- _SET TASK_:
Transcribe all of the items below word for word, keeping every line as it stands.

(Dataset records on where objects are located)
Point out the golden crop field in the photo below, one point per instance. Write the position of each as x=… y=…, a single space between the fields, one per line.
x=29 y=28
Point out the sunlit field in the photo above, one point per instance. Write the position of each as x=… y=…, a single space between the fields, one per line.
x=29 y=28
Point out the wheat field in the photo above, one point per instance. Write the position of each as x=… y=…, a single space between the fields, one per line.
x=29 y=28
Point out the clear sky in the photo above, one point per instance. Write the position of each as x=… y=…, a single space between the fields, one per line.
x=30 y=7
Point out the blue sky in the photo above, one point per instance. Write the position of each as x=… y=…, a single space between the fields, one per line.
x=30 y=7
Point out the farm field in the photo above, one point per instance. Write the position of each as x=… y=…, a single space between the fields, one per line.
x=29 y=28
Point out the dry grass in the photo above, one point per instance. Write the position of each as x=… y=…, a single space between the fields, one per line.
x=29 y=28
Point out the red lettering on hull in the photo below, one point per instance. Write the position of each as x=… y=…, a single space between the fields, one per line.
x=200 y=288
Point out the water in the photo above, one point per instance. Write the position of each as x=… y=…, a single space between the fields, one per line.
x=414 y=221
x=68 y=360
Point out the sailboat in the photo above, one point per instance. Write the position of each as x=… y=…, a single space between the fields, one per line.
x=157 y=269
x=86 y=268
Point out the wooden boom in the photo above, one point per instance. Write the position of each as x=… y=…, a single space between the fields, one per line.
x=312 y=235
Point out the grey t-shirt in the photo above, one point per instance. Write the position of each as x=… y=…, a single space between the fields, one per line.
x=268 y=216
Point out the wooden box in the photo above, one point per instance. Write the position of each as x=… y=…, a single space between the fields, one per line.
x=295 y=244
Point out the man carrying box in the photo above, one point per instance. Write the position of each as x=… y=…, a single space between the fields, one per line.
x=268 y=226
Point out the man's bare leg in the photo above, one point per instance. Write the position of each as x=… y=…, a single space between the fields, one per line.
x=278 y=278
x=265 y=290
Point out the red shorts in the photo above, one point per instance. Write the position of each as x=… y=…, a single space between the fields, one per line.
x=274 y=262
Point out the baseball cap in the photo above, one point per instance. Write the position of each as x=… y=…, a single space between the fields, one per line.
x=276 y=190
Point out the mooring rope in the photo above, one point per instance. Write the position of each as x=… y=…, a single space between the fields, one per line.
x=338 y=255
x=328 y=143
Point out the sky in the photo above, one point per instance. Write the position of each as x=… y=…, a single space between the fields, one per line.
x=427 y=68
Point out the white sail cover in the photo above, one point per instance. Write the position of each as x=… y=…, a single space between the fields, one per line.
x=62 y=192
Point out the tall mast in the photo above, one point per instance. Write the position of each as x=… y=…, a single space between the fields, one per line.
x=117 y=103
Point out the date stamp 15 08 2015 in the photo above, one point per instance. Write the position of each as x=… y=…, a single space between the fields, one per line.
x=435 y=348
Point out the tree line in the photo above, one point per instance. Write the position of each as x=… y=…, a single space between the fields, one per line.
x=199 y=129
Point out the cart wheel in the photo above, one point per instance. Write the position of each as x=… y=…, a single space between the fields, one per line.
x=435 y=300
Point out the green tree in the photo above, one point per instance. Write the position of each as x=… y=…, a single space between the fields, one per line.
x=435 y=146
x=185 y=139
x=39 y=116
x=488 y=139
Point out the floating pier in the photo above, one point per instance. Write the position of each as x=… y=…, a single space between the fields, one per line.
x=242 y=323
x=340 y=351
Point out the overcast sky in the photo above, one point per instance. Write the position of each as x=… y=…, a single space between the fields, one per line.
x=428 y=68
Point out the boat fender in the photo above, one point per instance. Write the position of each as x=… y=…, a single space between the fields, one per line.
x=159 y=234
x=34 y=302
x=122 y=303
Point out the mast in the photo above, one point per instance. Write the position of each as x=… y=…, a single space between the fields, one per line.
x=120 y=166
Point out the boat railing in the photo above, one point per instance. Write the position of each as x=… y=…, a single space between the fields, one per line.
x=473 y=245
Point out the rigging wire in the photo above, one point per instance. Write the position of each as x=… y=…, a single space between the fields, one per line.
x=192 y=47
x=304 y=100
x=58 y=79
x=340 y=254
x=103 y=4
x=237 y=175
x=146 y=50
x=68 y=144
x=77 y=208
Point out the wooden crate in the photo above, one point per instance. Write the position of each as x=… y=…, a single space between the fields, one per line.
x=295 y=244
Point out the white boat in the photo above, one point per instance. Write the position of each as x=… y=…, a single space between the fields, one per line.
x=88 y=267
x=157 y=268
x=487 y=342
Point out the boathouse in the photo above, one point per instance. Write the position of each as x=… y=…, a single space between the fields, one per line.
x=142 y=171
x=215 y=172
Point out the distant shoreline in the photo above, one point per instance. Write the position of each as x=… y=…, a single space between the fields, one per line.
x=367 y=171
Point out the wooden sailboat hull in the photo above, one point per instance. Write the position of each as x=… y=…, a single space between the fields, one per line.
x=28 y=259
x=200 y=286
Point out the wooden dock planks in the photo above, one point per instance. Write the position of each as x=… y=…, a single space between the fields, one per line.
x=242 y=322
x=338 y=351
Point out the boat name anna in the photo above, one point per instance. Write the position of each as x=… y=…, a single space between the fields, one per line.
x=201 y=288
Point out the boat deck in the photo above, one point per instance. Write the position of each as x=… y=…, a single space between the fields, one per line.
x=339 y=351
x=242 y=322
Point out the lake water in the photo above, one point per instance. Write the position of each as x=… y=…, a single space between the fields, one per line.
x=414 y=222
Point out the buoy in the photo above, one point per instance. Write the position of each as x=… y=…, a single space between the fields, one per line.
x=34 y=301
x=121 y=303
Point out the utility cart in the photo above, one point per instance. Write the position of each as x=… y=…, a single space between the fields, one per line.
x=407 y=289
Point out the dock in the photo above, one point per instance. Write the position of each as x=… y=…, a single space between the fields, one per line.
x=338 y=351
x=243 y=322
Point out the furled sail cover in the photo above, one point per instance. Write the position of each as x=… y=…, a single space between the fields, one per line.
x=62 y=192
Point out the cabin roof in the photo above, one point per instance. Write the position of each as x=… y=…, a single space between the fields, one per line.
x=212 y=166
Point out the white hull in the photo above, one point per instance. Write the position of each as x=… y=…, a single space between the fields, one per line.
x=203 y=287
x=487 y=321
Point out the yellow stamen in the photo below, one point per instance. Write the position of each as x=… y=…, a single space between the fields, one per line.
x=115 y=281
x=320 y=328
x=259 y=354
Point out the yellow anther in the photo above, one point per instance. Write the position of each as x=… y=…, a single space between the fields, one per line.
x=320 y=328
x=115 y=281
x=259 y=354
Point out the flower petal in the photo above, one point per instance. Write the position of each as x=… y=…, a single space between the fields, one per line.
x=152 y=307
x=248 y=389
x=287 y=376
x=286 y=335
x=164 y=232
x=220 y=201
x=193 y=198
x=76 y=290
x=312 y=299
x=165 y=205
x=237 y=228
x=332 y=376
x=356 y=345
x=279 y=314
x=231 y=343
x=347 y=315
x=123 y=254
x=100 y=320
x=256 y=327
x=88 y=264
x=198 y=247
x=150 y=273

- _FINAL RESULT_:
Point out the golden crop field in the photo below, one point per instance. Write the position of each as x=… y=…, a single space between the fields, one per line.
x=29 y=28
Point out the sunlit field in the photo above, one point per instance. Write the position of each as x=… y=…, a single space between the fields, one per line.
x=29 y=28
Point out the wheat field in the photo above, one point per instance. Write the position of each as x=… y=…, a single space between the fields, one per line.
x=29 y=28
Point out the clear sky in the photo above, one point per instance. Write the position of each as x=… y=…, a single space between the fields, one per line.
x=30 y=7
Point out the blue sky in the photo above, one point per instance. Write the position of each as x=… y=…, a single space between the fields, one per line.
x=30 y=7
Point out the farm field in the photo above, one point per instance. Write the position of each as x=… y=…, a single space between the fields, one per line.
x=29 y=28
Point out the dry grass in the photo above, one point per instance. Write the position of each as x=… y=…, a single space between the fields, one per line.
x=29 y=28
Point out the red lettering on hull in the photo below, one point per instance. Write the position of each as x=… y=…, a single space between the fields, one per line.
x=200 y=288
Point out the water in the photo above, one point per instance. Write the position of each as x=… y=…, a single space between the fields, one per line.
x=414 y=221
x=68 y=360
Point out the sailboat in the photo above, one point per instance. Write the position of each as x=… y=…, a single space between the fields, one per line.
x=157 y=269
x=86 y=268
Point out the wooden boom in the photo above, one point per instance. Write the position of each as x=… y=…, a single space between the fields, one per line.
x=312 y=235
Point out the grey t-shirt in the photo above, one point per instance. Write the position of each as x=… y=…, a single space between the fields, one per line.
x=268 y=216
Point out the wooden box in the photo above, one point per instance. Write the position of each as x=… y=…, a single space between the fields, one per line.
x=295 y=244
Point out the man carrying box in the photo above, one point per instance. Write the position of each as x=… y=…, a single space between the fields, one per line.
x=268 y=226
Point out the man's bare leg in the photo above, one point per instance. Write the position of each as x=… y=…, a single space between the fields, one per line.
x=278 y=278
x=265 y=290
Point out the red shorts in the photo above, one point per instance. Write the position of each as x=… y=…, a single space between the fields, one per line.
x=274 y=262
Point out the baseball cap in the photo above, one point per instance. Write the position of each as x=… y=…, a single space between the fields, one per line.
x=276 y=190
Point out the mooring rope in the photo above, one point per instance. Write the position of each as x=… y=…, a single space between the fields, one per line.
x=338 y=255
x=328 y=143
Point out the sky in the photo above, one point per instance. Write the position of each as x=… y=…, a single space between the fields, one per line.
x=427 y=68
Point out the white sail cover in the photo above, one point per instance. Write the position of each as x=… y=…, a single space between the fields, one per line.
x=62 y=192
Point out the tall mast in the photo above, one point per instance. Write the position of each as x=… y=…, a single space between the fields, one per line.
x=117 y=103
Point out the date stamp 15 08 2015 in the photo above, one point per instance. Write the position of each as x=… y=…, a single space between the fields, one per line.
x=435 y=348
Point out the tree line in the photo above, one point per instance. Write the position of each as x=… y=…, a single space between the fields, one per line.
x=199 y=129
Point out the cart wheel in the photo above, one point per instance. Write the position of each as x=… y=…, a single space between the fields, one per line.
x=435 y=300
Point out the green tree in the photo above, one point per instance. Write the position of each as x=… y=…, a single space between the fields, one per line.
x=435 y=146
x=185 y=139
x=39 y=116
x=488 y=139
Point out the floating pier in the photo above, one point per instance. Write the position of each as x=… y=…, a single space between the fields, one per line.
x=242 y=323
x=340 y=351
Point out the overcast sky in the photo above, one point per instance. Write the position of each as x=… y=…, a single space between the fields, one per line.
x=428 y=68
Point out the boat fender in the photo above, one point per instance. Write the position of each as x=… y=…, a single space between the fields, one per line.
x=159 y=234
x=34 y=302
x=122 y=303
Point out the mast in the photo above, one point per instance. Write the position of each as x=… y=…, a single space between the fields, one per line.
x=120 y=166
Point out the boat railing in the photo above, one point per instance. Write the position of each as x=… y=…, a single space between the fields, one per line.
x=473 y=245
Point out the rigging wire in the photo above, one point per instance. Write the position of each as x=… y=…, a single space between the fields, one per line.
x=192 y=47
x=304 y=100
x=58 y=79
x=340 y=254
x=103 y=4
x=237 y=175
x=146 y=50
x=68 y=144
x=77 y=208
Point out the wooden crate in the photo above, one point per instance. Write the position of each as x=… y=…, a single space between the fields, one per line.
x=295 y=244
Point out the white boat in the photo above, one point per instance. Write the position of each as x=… y=…, a single space between the fields, one per line.
x=88 y=267
x=157 y=268
x=487 y=342
Point out the boathouse in the photo above, one point per instance. Write the position of each as x=… y=…, a single space between the fields, one per line.
x=142 y=171
x=215 y=172
Point out the distant shoreline in the photo above, one point per instance. Write the position of each as x=… y=…, a single space between the fields, one per line.
x=367 y=171
Point out the wooden sailboat hull in the photo above, one point per instance. Write the position of each as x=… y=…, a single space between the fields, one per line.
x=28 y=259
x=200 y=286
Point out the wooden dock planks in the photo above, one point per instance. Write the position of each as x=… y=…, a single space between the fields, one per line.
x=242 y=322
x=338 y=351
Point out the boat name anna in the photo above, one point per instance. Write the position of each as x=… y=…, a single space between the fields, one per line.
x=201 y=288
Point out the boat deck in the photo above, one point per instance. Write the position of each as x=… y=…, a single space between the fields, one per line.
x=339 y=351
x=242 y=322
Point out the lake water in the photo above, one point per instance. Write the position of each as x=… y=…, a single space between the fields, one per line.
x=414 y=222
Point out the buoy in the photo above, one point per instance. Write the position of each as x=… y=…, a single space between the fields, one per line.
x=34 y=301
x=121 y=303
Point out the utility cart in the photo above, one point per instance. Write the position of each as x=… y=…, a single space between the fields, one per line.
x=407 y=289
Point out the dock in the photo above, one point per instance. Write the position of each as x=… y=…, a single space between the fields, one per line.
x=338 y=351
x=243 y=322
Point out the furled sail cover in the photo above, one point per instance. Write the position of each as x=… y=…, a single space between the fields, one per line.
x=62 y=192
Point out the cabin roof in the photo above, one point per instance. Write the position of each as x=… y=…, a single space between the fields, one per line.
x=212 y=166
Point out the white hull in the photo above, one point per instance. Write the position of each as x=… y=…, a single space between the fields, one per line.
x=203 y=287
x=487 y=321
Point out the yellow stamen in the photo below, one point per instance. Write the position of each as x=… y=…, a single space between the fields, one per line.
x=115 y=281
x=320 y=328
x=259 y=354
Point out the yellow anther in the photo above, one point per instance. Write the position of each as x=… y=…, a single space between the fields, one per line.
x=320 y=328
x=115 y=281
x=259 y=354
Point out the flower petal in the photo above, one point per instance. Write the position of each as x=… y=…, a single space between the fields, one per line.
x=152 y=307
x=248 y=389
x=287 y=376
x=286 y=335
x=164 y=232
x=220 y=201
x=193 y=198
x=76 y=290
x=312 y=299
x=165 y=205
x=237 y=228
x=332 y=376
x=356 y=345
x=279 y=314
x=231 y=343
x=347 y=315
x=123 y=254
x=100 y=320
x=256 y=327
x=88 y=264
x=198 y=247
x=150 y=273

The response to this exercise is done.